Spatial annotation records

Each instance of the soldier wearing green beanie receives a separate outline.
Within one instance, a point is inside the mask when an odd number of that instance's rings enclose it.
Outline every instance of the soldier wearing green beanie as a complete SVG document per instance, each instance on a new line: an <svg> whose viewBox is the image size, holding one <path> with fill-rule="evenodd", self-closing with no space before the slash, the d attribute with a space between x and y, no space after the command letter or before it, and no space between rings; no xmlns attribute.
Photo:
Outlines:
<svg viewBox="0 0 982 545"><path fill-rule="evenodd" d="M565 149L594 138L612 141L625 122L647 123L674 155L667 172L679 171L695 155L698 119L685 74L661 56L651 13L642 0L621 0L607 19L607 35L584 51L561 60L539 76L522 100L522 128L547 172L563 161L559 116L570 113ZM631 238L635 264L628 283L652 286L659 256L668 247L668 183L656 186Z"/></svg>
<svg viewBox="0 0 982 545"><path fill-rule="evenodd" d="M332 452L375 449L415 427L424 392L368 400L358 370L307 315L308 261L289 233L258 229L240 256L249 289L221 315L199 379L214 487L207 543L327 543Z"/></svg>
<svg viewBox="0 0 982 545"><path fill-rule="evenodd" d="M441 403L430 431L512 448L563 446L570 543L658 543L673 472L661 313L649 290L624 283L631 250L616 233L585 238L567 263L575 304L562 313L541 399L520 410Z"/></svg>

## Requirements
Turn the records above into a numbered list, leaving out any blank lines.

## Response below
1. Each instance of the soldier wearing green beanie receives a separate outline.
2. Within one instance, a point is inside the mask when an odd number of that instance's rings enclose it.
3. Outline every instance of the soldier wearing green beanie as a complete SVG document per instance, each instance on a new line: an <svg> whose viewBox is the image size, holding one <path> with fill-rule="evenodd", self-closing with no space before the slash, the d attribute with a space between x and y, no space after the command letter or before it, and no space between rings; no xmlns attribute.
4. Photo:
5. Outlines:
6. <svg viewBox="0 0 982 545"><path fill-rule="evenodd" d="M565 149L594 138L612 141L625 122L647 123L674 155L667 172L679 171L695 155L698 119L685 74L661 56L651 13L642 0L621 0L607 19L607 35L584 51L561 60L539 76L522 100L522 128L547 172L563 161L559 116L570 113ZM631 238L635 264L628 283L652 286L659 256L668 247L668 183L656 186Z"/></svg>
7. <svg viewBox="0 0 982 545"><path fill-rule="evenodd" d="M332 452L375 449L415 427L424 392L368 400L358 370L307 315L308 261L289 233L258 229L240 256L249 289L221 315L199 379L214 487L207 543L327 543Z"/></svg>
8. <svg viewBox="0 0 982 545"><path fill-rule="evenodd" d="M441 403L430 431L512 448L563 446L570 543L658 543L673 472L661 313L649 290L624 283L631 250L616 233L585 238L567 263L575 304L562 313L541 399L520 410Z"/></svg>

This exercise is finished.